EXTRAIT DU DOCUMENT:
'''

Strasbourg, Presses universitaires de Strasbourg (Sciences de l’histoire), 2023
Vincent Balnat
p. 250-253
Référence(s) :

Albert Hamm, Les langues et cultures étrangères à la faculté des lettres de l’université de Strasbourg (1838-1967). Une histoire entre conflits et diversification, Strasbourg, Presses universitaires de Strasbourg (Sciences de l’histoire), 2023, 461 pages.

Texte intégral

  • 1  Willem Frijhoff, « L’université à l’époque moderne (xvie-xviiie siècles). Réflexions sur son histo (...)
  • 2  John Eldon Craig, Scholarship and Nation Building. The Universities of Strasbourg and Alsatian Soc (...)
  • 3  Stéphane Jonas, Annelise Gérard, Marie-Noëlle Denis & Francis Weidmann, Strasbourg, capitale du Re (...)
  • 4  Elisabeth Crawford & Josiane Olff-Nathan (dir.), La science sous influence. L’université de Strasb (...)

1Depuis une cinquantaine d’années, l’histoire des universités européennes fait l’objet de nombreuses recherches dans le domaine des sciences historiques, de la sociologie et de ce que l’on nomme aujourd’hui les ‘études culturelles’1. Située au cœur d’une région au destin mouvementé, l’université strasbourgeoise constitue un terrain d’observation privilégié pour qui s’intéresse aux relations entre pouvoir politique, idéologie, science et enseignement. Après la publication de l’ouvrage de référence Scholarship and Nation Building. The Universities of Strasbourg and Alsatian Society 1870-19392 et d’autres études consacrées à l’histoire de cette université3 ou à celle de disciplines qui y sont enseignées (Crawford & Olff-Nathan pour les sciences dures, Haas & Hamm pour l’anglais, Mohnike pour les études scandinaves)4, Albert Hamm nous livre à présent une imposante histoire des langues et des cultures étrangères à la faculté des lettres de 1838 à 1967. Professeur émérite de linguistique anglaise à la faculté des langues, président de l’université des sciences humaines de Strasbourg puis de l’université franco-allemande, l’auteur met à profit sa riche expérience en tant que chercheur et responsable institutionnel pour retracer l’histoire d’une faculté et d’une université dont il a lui-même contribué à écrire les pages les plus récentes.

 

2Dans son introduction, Hamm souligne le rôle particulier qui incombait aux langues vivantes à l’université de Strasbourg dans le contexte des rivalités et conflits franco-allemands, rappelant que le français et l’allemand furent « tour à tour langue nationale et langue étrangère, langue de la patrie et langue de l’ennemi » (p. 15). Il explicite ensuite le cadre temporel de son étude, qui s’ouvre avec la création de la première chaire de « littérature étrangère », occupée par Frédéric Guillaume Bergmann, « premier enseignant à Strasbourg de langues et littératures comparées », et se clôt à la veille des événements de 1968, « le plus grand bouleversement de l’Université française depuis la reconstruction du système universitaire par Napoléon » (p. 17). Il présente enfin ses sources, « aussi nombreuses que disparates » (p. 19) : publications annuelles de l’université, documents issus des archives départementales, de la ville et de l’Eurométropole, des bibliothèques de l’université de Strasbourg ainsi que des services du ministère de l’Éducation nationale.

'''

SECTION DU CORPUS:
'''

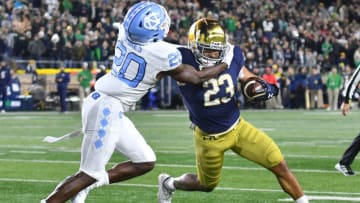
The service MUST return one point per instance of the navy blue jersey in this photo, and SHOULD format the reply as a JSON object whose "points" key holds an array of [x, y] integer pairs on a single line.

'''

ÉNONCÉ DE L'EXERCICE:
Pouvez-vous recopier mot pour mot le passage de l'extrait ci-dessus qui commence aux mots « Albert Hamm, Les » et s'arrête après « son histo (...) » ?

RÉSULTAT DE L'EXERCICE:
Albert Hamm, Les langues et cultures étrangères à la faculté des lettres de l’université de Strasbourg (1838-1967). Une histoire entre conflits et diversification, Strasbourg, Presses universitaires de Strasbourg (Sciences de l’histoire), 2023, 461 pages.

Texte intégral

  • 1  Willem Frijhoff, « L’université à l’époque moderne (xvie-xviiie siècles). Réflexions sur son histo (...)